───── Items
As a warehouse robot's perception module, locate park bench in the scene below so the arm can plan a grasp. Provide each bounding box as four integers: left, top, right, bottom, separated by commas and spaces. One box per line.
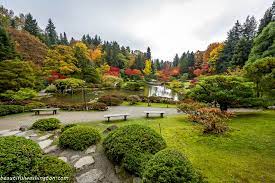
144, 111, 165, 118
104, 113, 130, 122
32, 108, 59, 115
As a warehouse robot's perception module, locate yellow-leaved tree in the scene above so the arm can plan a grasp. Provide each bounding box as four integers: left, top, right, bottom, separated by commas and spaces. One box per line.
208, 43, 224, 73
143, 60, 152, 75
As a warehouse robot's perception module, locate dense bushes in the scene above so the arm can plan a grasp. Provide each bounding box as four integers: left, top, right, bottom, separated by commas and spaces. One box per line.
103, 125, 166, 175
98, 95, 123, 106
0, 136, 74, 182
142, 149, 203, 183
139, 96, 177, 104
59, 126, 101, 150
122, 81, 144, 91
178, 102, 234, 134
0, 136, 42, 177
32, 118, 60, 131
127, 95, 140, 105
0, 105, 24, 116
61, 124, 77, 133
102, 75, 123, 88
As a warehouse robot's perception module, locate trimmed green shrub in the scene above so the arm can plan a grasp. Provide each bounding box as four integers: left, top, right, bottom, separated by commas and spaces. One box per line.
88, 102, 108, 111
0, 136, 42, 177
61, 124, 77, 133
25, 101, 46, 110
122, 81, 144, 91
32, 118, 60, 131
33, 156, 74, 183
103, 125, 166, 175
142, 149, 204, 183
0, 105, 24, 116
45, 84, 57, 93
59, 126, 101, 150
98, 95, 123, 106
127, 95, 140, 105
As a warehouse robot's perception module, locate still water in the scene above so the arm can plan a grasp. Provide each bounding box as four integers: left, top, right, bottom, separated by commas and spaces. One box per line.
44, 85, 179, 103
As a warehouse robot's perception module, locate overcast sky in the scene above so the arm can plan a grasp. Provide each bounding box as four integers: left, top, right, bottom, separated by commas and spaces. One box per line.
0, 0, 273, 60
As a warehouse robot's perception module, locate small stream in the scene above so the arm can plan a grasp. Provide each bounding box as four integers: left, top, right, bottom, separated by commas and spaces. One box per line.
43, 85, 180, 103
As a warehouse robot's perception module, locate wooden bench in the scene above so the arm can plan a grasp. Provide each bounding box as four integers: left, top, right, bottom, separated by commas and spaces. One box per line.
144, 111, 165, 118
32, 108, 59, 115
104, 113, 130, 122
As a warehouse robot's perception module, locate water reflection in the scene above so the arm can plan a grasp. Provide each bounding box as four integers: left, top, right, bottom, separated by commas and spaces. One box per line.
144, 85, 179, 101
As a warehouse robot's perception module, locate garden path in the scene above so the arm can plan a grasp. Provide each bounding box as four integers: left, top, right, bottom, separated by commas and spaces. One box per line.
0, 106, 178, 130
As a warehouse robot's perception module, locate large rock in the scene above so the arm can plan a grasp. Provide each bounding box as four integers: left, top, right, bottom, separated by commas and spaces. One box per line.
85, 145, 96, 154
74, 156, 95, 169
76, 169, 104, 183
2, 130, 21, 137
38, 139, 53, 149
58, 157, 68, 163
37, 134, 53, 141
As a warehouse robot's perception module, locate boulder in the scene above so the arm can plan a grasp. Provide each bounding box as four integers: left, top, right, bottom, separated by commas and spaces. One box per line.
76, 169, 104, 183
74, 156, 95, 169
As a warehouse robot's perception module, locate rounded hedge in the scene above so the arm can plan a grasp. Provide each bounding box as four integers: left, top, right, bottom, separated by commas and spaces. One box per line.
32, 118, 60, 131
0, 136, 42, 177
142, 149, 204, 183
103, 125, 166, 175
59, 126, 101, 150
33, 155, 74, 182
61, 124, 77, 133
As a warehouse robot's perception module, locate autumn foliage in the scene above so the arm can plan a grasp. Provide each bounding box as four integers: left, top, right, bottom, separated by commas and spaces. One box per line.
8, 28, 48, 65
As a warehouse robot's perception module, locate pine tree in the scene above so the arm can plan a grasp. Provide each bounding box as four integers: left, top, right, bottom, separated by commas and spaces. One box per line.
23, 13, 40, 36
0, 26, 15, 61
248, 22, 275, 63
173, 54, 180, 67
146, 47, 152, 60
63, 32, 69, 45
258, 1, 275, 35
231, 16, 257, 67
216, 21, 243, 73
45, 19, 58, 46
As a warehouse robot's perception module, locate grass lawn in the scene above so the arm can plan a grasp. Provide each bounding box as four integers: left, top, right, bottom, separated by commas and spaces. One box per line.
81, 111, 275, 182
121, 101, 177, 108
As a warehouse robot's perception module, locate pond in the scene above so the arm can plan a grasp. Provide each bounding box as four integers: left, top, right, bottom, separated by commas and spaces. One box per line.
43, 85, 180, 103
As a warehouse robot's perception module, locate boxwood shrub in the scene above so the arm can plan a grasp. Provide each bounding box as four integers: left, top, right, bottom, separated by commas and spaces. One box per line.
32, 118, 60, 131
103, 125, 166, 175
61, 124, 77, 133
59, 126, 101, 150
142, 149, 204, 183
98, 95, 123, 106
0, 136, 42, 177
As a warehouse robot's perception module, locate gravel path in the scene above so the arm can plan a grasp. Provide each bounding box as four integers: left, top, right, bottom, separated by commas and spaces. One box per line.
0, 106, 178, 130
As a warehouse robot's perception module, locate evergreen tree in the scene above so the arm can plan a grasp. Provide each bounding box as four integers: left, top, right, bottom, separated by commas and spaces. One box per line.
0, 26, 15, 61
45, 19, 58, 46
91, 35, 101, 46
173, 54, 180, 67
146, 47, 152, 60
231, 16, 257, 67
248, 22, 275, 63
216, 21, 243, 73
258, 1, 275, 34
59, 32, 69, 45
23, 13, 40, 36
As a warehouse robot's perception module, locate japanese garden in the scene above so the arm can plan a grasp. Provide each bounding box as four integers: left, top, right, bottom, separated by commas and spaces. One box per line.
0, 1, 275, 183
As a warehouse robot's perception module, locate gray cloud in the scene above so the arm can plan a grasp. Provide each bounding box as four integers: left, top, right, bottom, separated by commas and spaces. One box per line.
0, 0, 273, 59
──────────
[Task objective] Copy all of the rows above word for word, leaving out the pictures.

[Answer to the exercise]
As a warehouse robot's perception module, locate park bench in the scene below so the arm can plan a grasp. Provide each bounding box as four integers: left, top, right, bottom, separated by commas and spaces. One box per line.
144, 111, 165, 118
104, 113, 130, 122
32, 108, 59, 115
As a warehouse robot's perception module, locate yellow-leaved tree in the scene above so the arm can plan a grasp. Provide each bounding box as four integers: left, top, right, bottom, separated by commas and spaces. One box per line.
208, 43, 224, 73
143, 60, 152, 75
As a warehouse robot's perception module, locate dense bushes in the scene above so the arm can plan a grasp. Provide each bounding box as four integers: left, top, right, bottom, separated by commas and spaces. One box per line.
103, 125, 166, 175
98, 95, 123, 106
0, 136, 74, 182
142, 149, 203, 183
139, 96, 177, 104
59, 126, 101, 150
122, 81, 144, 91
178, 102, 234, 134
0, 136, 42, 177
32, 118, 60, 131
127, 95, 140, 105
0, 105, 24, 116
61, 124, 77, 133
102, 75, 123, 88
As a warehouse robot's perception module, locate trimmed green shrub in the scene above so the arm can plan a grasp. Provide each bounding box as four integers: left, top, right, bottom, separated by commas and spaces. One box per line.
88, 102, 108, 111
0, 136, 42, 177
61, 124, 77, 133
25, 101, 46, 110
122, 81, 144, 91
32, 118, 60, 131
33, 156, 74, 183
103, 125, 166, 175
142, 149, 204, 183
0, 105, 24, 116
45, 84, 57, 93
59, 126, 101, 150
98, 95, 123, 106
127, 95, 140, 105
As a warehouse robot's perception module, locate still water in the scene above so the arm can plan a grasp. Provide each bounding box as four integers: left, top, right, bottom, separated by commas and spaces. One box per line.
44, 85, 179, 103
As a warehouse robot's perception module, locate overcast sky in the scene above so the arm can plan a grasp. Provide each bounding box as four integers: left, top, right, bottom, separated by commas and spaces. One box per line.
0, 0, 273, 60
As a warehouse robot's perception module, locate small stream in the scene above so the arm can plan a grasp. Provide each bounding box as four integers: left, top, right, bottom, separated by commas and spaces. One box per line.
43, 85, 180, 103
As a warehouse robot's perception module, locate wooden bench in the scene above so the arm can plan a grasp. Provide each bounding box as four integers: left, top, right, bottom, separated by commas and spaces. One box per line.
144, 111, 165, 118
32, 108, 59, 115
104, 113, 130, 122
As a warehouse robot's perception module, locate water reflection in the scene above so the arm can plan a grasp. Provide each bounding box as four integers: left, top, right, bottom, separated by commas and spaces. One box per line.
144, 85, 179, 101
As a warehouse robot's perception module, locate garden path in the scene above so the arm can plan a grasp. Provide each bounding box as four integers: left, top, right, bottom, separated by commas and spaces. One box per line.
0, 106, 178, 130
As a warehouse robot's perception module, locate large rock in the scene above so the arm can plan a grasp. Provide each bounding box as four integers: left, top, right, bottom, separated by commas and spaces. One box per line.
85, 145, 96, 154
74, 156, 95, 169
76, 169, 104, 183
2, 130, 21, 137
38, 139, 53, 149
58, 157, 68, 163
37, 134, 53, 141
As a warehouse robot's perception module, locate boulder in the scene above so the arm can plan a grasp. Provide each bounding box as four integers: left, top, right, bottom, separated by commas and spaces. One box per line.
76, 169, 104, 183
74, 156, 95, 169
As a warehouse robot's perception module, locate rounded hedge in the scene above so the arm can plan a grasp. Provide each bounding box as four integers: left, top, right, bottom, separated by commas and spaces. One box per line.
32, 118, 60, 131
0, 136, 42, 177
142, 149, 204, 183
103, 125, 166, 175
59, 126, 101, 150
33, 155, 74, 182
61, 124, 77, 133
As a warehouse robot's perception module, locate autumn foliage in the scene above so the arm can plan a grasp. Provide each bounding box as four integers: left, top, right, bottom, separated by commas and spaces. One box per line.
8, 28, 48, 65
As a warehouse robot's perception module, locate pine tree in the scene above so the arm can plan a grasp. Provide each bounding box as four integers: left, top, right, bottom, separated by commas and spaces. One box per line.
23, 13, 40, 36
0, 26, 15, 61
248, 22, 275, 63
173, 54, 180, 67
146, 47, 152, 60
63, 32, 69, 45
258, 1, 275, 35
231, 16, 257, 67
216, 21, 243, 73
45, 19, 58, 46
As a warehouse robot's perception module, locate grass lawn in the scene above so the arm can plan a grasp. Provide each bounding box as four integers: left, top, right, bottom, separated by commas and spaces. One box per line.
81, 111, 275, 182
121, 101, 177, 108
As a warehouse robot's perception module, locate pond in the scene above so the arm can plan a grasp. Provide each bounding box as four integers: left, top, right, bottom, separated by commas and spaces. One box per line.
43, 85, 180, 103
As a warehouse robot's perception module, locate boxwood shrub in the scene above so the arm can plan a grasp. Provide each bounding box as four integers: left, top, right, bottom, separated by commas and spaces. One box per line.
32, 118, 60, 131
103, 125, 166, 175
61, 124, 77, 133
59, 126, 101, 150
142, 149, 204, 183
98, 95, 123, 106
0, 136, 42, 177
As a warehouse robot's perception module, locate gravel path in the scene above so the arm can plan a grasp. Provide each bounding box as four integers: left, top, right, bottom, separated by commas and spaces. One box per line.
0, 106, 178, 130
As a warehouse robot's perception module, locate evergreen tree in the scene above so the arm can plan a grasp. Provide each bounding box as four integers: left, top, right, bottom, separated by commas and spaces. One box per line.
0, 26, 15, 61
45, 19, 58, 46
91, 35, 101, 46
173, 54, 180, 67
146, 47, 152, 60
231, 16, 257, 67
248, 22, 275, 63
216, 21, 243, 73
258, 1, 275, 34
59, 32, 69, 45
23, 13, 40, 36
As a warehouse robot's perception module, locate japanese garden in the scene above so the arm can plan a grasp. Provide each bounding box as four integers: left, top, right, bottom, separated by commas and spaces. One box per line.
0, 1, 275, 183
As a warehouse robot's perception module, locate gray cloud in the scene above so the arm can plan a grasp. Provide each bounding box as four integers: left, top, right, bottom, separated by commas and spaces. One box per line.
0, 0, 273, 59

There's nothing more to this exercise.